- INFORMATION PROVIDED -
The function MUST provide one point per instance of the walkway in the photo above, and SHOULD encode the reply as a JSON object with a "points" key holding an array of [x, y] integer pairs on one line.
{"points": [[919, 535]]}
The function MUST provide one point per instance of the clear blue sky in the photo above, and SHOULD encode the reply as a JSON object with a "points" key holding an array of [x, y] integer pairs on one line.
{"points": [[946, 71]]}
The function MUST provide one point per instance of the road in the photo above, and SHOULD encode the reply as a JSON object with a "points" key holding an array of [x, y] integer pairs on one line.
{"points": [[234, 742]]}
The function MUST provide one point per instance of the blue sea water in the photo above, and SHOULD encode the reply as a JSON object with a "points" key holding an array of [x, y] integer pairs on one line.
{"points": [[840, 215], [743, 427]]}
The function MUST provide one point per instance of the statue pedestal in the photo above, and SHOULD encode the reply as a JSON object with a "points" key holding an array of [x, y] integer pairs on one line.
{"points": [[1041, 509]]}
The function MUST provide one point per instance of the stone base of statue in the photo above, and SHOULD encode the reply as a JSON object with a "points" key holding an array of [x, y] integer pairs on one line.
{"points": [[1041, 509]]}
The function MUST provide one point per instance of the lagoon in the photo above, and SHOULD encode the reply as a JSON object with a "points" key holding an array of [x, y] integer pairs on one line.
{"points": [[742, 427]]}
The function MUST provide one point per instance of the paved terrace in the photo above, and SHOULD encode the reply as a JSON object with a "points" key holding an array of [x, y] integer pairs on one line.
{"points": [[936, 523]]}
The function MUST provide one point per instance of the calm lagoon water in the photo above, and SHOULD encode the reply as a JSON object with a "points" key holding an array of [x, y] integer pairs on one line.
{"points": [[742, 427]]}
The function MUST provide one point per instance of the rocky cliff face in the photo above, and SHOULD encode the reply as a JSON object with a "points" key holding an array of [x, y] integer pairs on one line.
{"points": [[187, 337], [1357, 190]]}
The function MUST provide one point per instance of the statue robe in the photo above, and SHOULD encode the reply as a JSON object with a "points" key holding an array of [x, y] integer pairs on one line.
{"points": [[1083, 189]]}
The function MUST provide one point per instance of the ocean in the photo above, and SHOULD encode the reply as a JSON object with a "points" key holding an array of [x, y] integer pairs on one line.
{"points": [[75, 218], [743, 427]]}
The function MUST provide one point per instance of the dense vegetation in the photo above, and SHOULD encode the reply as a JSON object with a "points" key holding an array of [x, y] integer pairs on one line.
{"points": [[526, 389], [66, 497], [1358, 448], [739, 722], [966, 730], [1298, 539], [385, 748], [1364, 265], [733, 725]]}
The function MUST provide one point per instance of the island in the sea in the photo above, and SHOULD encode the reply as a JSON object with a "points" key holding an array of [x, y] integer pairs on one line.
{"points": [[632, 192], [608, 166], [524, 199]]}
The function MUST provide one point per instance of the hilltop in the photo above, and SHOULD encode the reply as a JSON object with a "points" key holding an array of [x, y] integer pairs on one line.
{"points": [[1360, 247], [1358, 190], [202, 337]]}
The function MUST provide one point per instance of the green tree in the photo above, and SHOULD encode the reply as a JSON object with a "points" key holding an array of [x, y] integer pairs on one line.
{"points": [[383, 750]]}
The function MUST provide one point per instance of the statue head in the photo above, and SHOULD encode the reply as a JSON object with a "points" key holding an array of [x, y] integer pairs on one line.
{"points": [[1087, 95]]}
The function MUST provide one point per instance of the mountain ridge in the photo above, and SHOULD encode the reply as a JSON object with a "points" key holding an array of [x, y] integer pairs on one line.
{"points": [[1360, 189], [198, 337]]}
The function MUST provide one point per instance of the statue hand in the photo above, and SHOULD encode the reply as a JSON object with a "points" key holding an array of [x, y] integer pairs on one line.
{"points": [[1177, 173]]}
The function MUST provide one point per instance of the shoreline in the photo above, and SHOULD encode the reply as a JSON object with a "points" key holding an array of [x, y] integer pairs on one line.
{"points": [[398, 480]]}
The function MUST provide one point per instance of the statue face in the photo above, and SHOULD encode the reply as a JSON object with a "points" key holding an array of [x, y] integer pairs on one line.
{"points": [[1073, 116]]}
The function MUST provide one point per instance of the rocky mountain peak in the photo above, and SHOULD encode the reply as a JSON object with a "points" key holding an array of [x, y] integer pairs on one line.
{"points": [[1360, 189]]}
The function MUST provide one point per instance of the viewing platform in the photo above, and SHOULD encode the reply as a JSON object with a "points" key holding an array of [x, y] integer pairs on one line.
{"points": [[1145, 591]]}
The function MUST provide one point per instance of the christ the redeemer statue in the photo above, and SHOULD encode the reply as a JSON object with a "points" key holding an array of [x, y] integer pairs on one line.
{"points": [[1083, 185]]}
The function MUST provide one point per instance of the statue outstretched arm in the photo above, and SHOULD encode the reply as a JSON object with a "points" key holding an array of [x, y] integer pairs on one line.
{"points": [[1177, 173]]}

- EXERCISE BRIEF -
Every line above should be printed again exactly as it stands.

- ANSWER TO THE TASK -
The function MUST provide one point per instance of the walkway in the photo above, and SHOULD encode the reply as a JSON object with a "points" key holding an array of [x, y] integer pairs on one line.
{"points": [[919, 535]]}
The function MUST provide one point per instance of the clear blue sky in the photo above, and SHOULD encode the reply as a JSON object with a "points" key holding an array of [x, y] integer pairs on one line.
{"points": [[946, 71]]}
The function MUST provide one point per instance of the road in the photo above, and SHOULD encode the reply as a JSON object with a "points" key holding an array of [x, y] integer pairs on one line.
{"points": [[234, 742]]}
The function MUST provide one point per instance of the blue sea water in the photo above, and SHOULD encode the reply as a JSON object with a "points" key holding an array of [x, y] integer pairs on one line.
{"points": [[840, 215], [743, 427]]}
The function MUST provide one point per instance of the statue pedestal in the photo above, and SHOULD encode the reply as a JSON object with a "points" key holding an array of [x, y] integer pairs on one line.
{"points": [[1041, 509]]}
The function MUST provide one point per instance of the stone base of statue in the photo above, and SHOULD encode the reply as a JSON object with a "points" key holding an array of [x, y] integer pairs on one line.
{"points": [[1041, 509]]}
The function MUST provide one point per instance of the lagoon in the photo above, and SHOULD encode the reply as a JSON object with a "points" key holding an array of [x, y] integer pairs on one line.
{"points": [[742, 427]]}
The function MUST provide one point per instance of the paved terrace in the photo above, and SHOULD encode the reply as a JSON object with a "points" key holding an array of [x, y] integer pairs on one line.
{"points": [[936, 523]]}
The function MUST provide one point per instance of the calm lagoon water in the photo above, and SHOULD encode the reply as a JSON object with a "points" key holding an array of [x, y] integer pairs on one line.
{"points": [[742, 427]]}
The function MUST provide one point per instance of the rocky cliff face in the photo above, and SHOULD encode the reply as a JSON object with a "points" key holding an array of [x, y] integer pairs on one line.
{"points": [[187, 337], [1357, 190]]}
The function MUST provide one point per instance of the statue robe in the photo above, and SHOULD encode the reply as a JSON object with a "points" key holding an array of [x, y] integer pairs on one line.
{"points": [[1083, 189]]}
The function MUST provide one point per instance of the ocean in the photo above, and SHOULD encode the reply as a JSON object with a "points" key holding an array of [x, y] integer pairs on one line.
{"points": [[75, 218], [743, 427]]}
The function MUST provide one point per instance of the dense vegetation in the photo above, and SHOULD encode the reply as a JSON object with a "points" key holding an array of [x, y] integer pairs on one line.
{"points": [[526, 389], [66, 497], [1358, 448], [739, 722], [966, 730], [1298, 539], [385, 748], [1364, 265], [733, 725]]}
The function MUST provide one point per instance of the island in the sea in the photo above, and SHOULD encode the reply as a JSON object with a "points" key holding an array of [x, y] integer pairs on one line.
{"points": [[632, 192], [608, 166], [524, 199]]}
The function MUST provide one point per instance of the hilltop in the photo above, and SHOULD encode the reply as a JSON object with a "points" key holding an array of [x, y] integer pairs on one line.
{"points": [[1360, 247], [1358, 190], [202, 337]]}
The function MUST provide one point per instance of the green tree in the photo above, and SHOULD encode the reply as a JSON object with a "points" key holding an array of [x, y] integer pairs on one line.
{"points": [[383, 750]]}
The function MUST provide one point per instance of the statue head in the photo above, and SHOULD encode the reply as a JSON object with a "points" key holding an array of [x, y] integer pairs on one line.
{"points": [[1087, 95]]}
The function MUST provide one point per instance of the mountain ridge in the photo above, and SHOULD encode the reply as a JSON object with a "points" key holding an array of [x, y] integer pairs on one line.
{"points": [[1360, 189], [198, 337]]}
The function MUST provide one point per instance of the statue hand in the photo above, and SHOULD encode the reply as a JSON object with a "points" key holding an array of [x, y] integer pairs on one line.
{"points": [[1177, 173]]}
The function MUST provide one point per instance of the shoreline in the photo above, and SHOULD encode the reply as a JSON object with a "points" key holding an array of [x, y] integer pairs on one line.
{"points": [[398, 480]]}
The function MUST provide one point per instance of the statue face in the photo above, and SHOULD encode the reply as a JSON object with a "points" key holding an array of [x, y] integer pairs on one line.
{"points": [[1073, 116]]}
The function MUST provide one point per instance of the rocky mountain peak in the photo above, and SHOULD encode the reply as a JSON object with a "points" key holding an array of [x, y] integer pairs on one line.
{"points": [[1360, 189]]}
The function MUST provide one point per instance of the viewing platform in the photo above, and SHOULD encode the reply as a JSON object with a "points" key holding an array of [x, y] integer pairs on one line.
{"points": [[1145, 591]]}
The function MUST provide one point per instance of the christ the redeemer statue in the photo above, and SHOULD encode the reply as a JSON object with a "points" key holding an array of [x, y] integer pairs on one line.
{"points": [[1083, 185]]}
The function MUST provide one point per instance of the statue outstretched arm in the photo above, and SHOULD encode the reply as a JSON object with a "points" key holding an array of [x, y] integer pairs on one line.
{"points": [[1177, 173]]}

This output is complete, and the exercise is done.